#### DATASET
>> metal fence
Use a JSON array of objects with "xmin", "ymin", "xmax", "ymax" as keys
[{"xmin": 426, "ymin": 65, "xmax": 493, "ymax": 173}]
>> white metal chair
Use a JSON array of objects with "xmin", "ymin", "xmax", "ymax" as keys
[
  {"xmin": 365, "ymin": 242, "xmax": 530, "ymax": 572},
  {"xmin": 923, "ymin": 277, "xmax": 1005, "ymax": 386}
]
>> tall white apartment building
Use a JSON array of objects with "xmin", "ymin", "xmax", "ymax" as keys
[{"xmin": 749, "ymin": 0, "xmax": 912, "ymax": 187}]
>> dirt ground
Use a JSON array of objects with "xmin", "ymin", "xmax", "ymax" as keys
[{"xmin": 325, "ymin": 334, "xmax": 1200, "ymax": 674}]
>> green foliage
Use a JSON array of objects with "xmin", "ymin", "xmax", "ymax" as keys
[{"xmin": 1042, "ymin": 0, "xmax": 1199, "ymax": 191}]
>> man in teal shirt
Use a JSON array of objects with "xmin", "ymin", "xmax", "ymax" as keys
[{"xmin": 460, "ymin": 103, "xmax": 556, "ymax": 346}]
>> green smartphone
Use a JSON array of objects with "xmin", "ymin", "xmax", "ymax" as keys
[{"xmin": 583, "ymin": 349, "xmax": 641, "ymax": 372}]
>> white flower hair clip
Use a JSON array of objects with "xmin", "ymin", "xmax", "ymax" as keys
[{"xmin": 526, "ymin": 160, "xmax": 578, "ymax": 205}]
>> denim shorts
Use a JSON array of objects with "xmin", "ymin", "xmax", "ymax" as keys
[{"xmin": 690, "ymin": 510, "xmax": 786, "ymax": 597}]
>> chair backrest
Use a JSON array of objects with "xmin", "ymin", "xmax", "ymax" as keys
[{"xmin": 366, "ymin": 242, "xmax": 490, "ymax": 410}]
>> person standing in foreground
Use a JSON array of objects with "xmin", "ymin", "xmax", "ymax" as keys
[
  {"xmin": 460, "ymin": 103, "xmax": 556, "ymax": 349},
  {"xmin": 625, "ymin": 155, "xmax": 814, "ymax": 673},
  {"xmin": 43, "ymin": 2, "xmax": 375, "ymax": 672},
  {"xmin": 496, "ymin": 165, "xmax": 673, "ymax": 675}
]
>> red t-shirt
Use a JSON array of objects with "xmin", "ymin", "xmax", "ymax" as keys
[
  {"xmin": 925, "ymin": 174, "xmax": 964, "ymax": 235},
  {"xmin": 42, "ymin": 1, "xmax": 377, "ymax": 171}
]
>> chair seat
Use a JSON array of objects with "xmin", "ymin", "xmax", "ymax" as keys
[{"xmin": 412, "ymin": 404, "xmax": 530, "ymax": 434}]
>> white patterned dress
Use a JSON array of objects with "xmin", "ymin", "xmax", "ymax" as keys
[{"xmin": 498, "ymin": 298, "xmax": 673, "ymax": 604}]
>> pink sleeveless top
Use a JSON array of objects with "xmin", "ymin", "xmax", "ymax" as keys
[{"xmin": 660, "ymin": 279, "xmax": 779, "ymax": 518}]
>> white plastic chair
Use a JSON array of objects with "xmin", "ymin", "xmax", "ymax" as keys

#### DESCRIPTION OF THE TASK
Return the data above in full, keeping each line exactly as it stands.

#### REPLY
>> metal fence
Use a JSON array of objects with "xmin", "ymin", "xmax", "ymax" as keys
[{"xmin": 426, "ymin": 65, "xmax": 493, "ymax": 173}]
>> white metal chair
Use a JSON array of objects with "xmin", "ymin", "xmax", "ymax" as keys
[
  {"xmin": 365, "ymin": 242, "xmax": 530, "ymax": 572},
  {"xmin": 923, "ymin": 277, "xmax": 1005, "ymax": 386}
]
>> tall white apartment building
Use a JSON array of objects with "xmin", "ymin", "xmax", "ymax" as keys
[{"xmin": 749, "ymin": 0, "xmax": 912, "ymax": 187}]
>> dirt ground
Use a JSON array of objects with "xmin", "ymin", "xmax", "ymax" as keys
[{"xmin": 325, "ymin": 334, "xmax": 1200, "ymax": 674}]
>> green foliage
Use a JSON array of objects with "xmin", "ymin", "xmax", "ymax" as keys
[{"xmin": 1042, "ymin": 0, "xmax": 1199, "ymax": 191}]
>> man in teal shirt
Use a JSON array of objects with "xmin", "ymin", "xmax", "ymax" as keys
[{"xmin": 460, "ymin": 103, "xmax": 556, "ymax": 346}]
>> green smartphone
Use a JSON array of objects with "xmin", "ymin", "xmax", "ymax" as keys
[{"xmin": 583, "ymin": 349, "xmax": 641, "ymax": 372}]
>> white flower hair clip
Use a JSON array of objects with "xmin", "ymin", "xmax", "ymax" as keys
[{"xmin": 526, "ymin": 160, "xmax": 578, "ymax": 205}]
>> denim shorts
Use a JSON array of objects with "xmin", "ymin", "xmax", "ymax" as keys
[{"xmin": 690, "ymin": 510, "xmax": 786, "ymax": 597}]
>> chair backrest
Use a JSON array of objects with "xmin", "ymin", "xmax", "ymax" as keys
[{"xmin": 366, "ymin": 242, "xmax": 490, "ymax": 410}]
>> person standing in foreground
Use a JSON array of objects with "xmin", "ymin", "xmax", "ymax" as keys
[
  {"xmin": 460, "ymin": 103, "xmax": 556, "ymax": 349},
  {"xmin": 625, "ymin": 155, "xmax": 814, "ymax": 673},
  {"xmin": 43, "ymin": 2, "xmax": 375, "ymax": 672},
  {"xmin": 496, "ymin": 165, "xmax": 673, "ymax": 675}
]
>> red t-shirt
Use a JSON array of objects with "xmin", "ymin", "xmax", "ymax" as keys
[
  {"xmin": 925, "ymin": 174, "xmax": 964, "ymax": 235},
  {"xmin": 42, "ymin": 1, "xmax": 377, "ymax": 171}
]
>> chair seat
Use a JSON array of objects with "xmin", "ymin", "xmax", "ymax" as keys
[{"xmin": 412, "ymin": 404, "xmax": 530, "ymax": 434}]
>> white patterned dress
Use a JSON array of objects with "xmin", "ymin", "xmax", "ymax" as keys
[{"xmin": 498, "ymin": 298, "xmax": 673, "ymax": 604}]
>> pink sleeveless top
Use a JSON array of objects with "xmin", "ymin", "xmax", "ymax" as keys
[{"xmin": 660, "ymin": 279, "xmax": 779, "ymax": 518}]
>> white plastic chair
Use a JSON array of objects with "xmin", "ymin", "xmax", "ymax" as keys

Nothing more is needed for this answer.